TEXT SEGMENT:
Who says a dollar doesn’t go as far as it used to?

When it comes to dollar bills, a new report from the federal government says they’re lasting more than twice as long as they were at the beginning of the decade.

And that’s upending an old argument about replacing the dollar bill with a $1 coin.

Analysts have long argued the federal government could save money by making the switch because even though coins cost more to mint, they last much longer than paper money. In 2011, the Government Accountability Office estimated the savings at $5.5 billion over 30 years.

But a second look from the GAO flips that coin argument on its head. Analysts now say the government would lose between $611 million and $2.6 billion over 30 years by phasing out the dollar bill. The economics have shifted because dollar bills are lasting longer.

“When we last looked at this issue in 2011, the paper dollar was only lasting a little bit over three years,” said John Shumann, an assistant director at the GAO. “When we looked at this issue again this year, we found that the paper dollar is now lasting almost eight years long.”

Shumann said that’s partly because of changes in the way the Federal Reserve processes dollar bills. But it’s also a sign that in an increasingly cashless world, paper dollars aren’t getting around like they used to.

TASK LIST:
A – List every dollar amount written with a dollar sign in the article about dollar bills lasting longer.
B – Write the next part of the article about dollar bills lasting longer, continuing on from its last sentence.

DATA EXTRACT:
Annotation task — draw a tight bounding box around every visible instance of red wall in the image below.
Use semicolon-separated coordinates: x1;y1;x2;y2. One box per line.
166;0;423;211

==

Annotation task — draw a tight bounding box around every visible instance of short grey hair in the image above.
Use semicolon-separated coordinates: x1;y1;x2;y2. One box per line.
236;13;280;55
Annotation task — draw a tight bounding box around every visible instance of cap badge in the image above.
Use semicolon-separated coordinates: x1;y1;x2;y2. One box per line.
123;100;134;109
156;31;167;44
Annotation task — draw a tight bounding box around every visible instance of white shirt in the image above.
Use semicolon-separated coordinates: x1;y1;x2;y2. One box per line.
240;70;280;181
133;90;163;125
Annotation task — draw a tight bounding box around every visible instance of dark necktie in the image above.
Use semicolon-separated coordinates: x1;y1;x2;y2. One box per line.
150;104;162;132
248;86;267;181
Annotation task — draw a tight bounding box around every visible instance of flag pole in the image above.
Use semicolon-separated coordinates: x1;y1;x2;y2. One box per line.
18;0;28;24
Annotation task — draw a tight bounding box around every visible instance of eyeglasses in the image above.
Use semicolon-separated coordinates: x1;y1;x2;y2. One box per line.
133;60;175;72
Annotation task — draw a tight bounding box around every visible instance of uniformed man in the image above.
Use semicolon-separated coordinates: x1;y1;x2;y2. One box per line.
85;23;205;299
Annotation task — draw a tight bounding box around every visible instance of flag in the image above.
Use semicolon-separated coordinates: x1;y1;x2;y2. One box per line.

EXPECTED RESULTS:
A –
$1
$5.5 billion
$611 million
$2.6 billion

B –
“They’re often showing less signs of wear and tear,” Shumann said.

As part of its research, the GAO surveyed lots of industries that might have a stake in the paper-versus-coin contest, and found most are not eagerly embracing the switch to $1 coins.

Even the Coin Laundry Association.

“You know, it’s right in our name,” said CEO Brian Wallace, whose group represents some 30,000 self-service laundries around the country.

Despite the name, only a handful of those businesses currently accept $1 coins. Meanwhile, alternative payment options have proliferated.

“You could still pay with a quarter,” Wallace said. “But you could also pay with a credit card or add value to a card. Or taking the Starbucks approach of just waving the phone at the washer and it starts.”

Other businesses long associated with coins have also moved on.

“Once upon a time, toll roads, along with transit systems and the post office itself were the largest coinage handlers in the country,” said Neil Gray, director of government affairs for the International Bridge, Tunnel and Turnpike Association.

Not anymore. Fewer than one in five toll-road users pay cash today.

“To the extent possible, we’ve had entire toll road systems eliminate cash completely,” Gray said.

Even slot machines have largely done away with coin slots.

(One exception is the gumball machine industry, which told the GAO it could offer higher-quality gum and toys if more people carried $1 coins.)

The new GAO report may discourage congressional efforts to phase out the dollar bill. In any case, $1 coins have proven stubbornly unpopular with the public. That’s why the Fed has more than a billion of the coins sitting unused, in storage.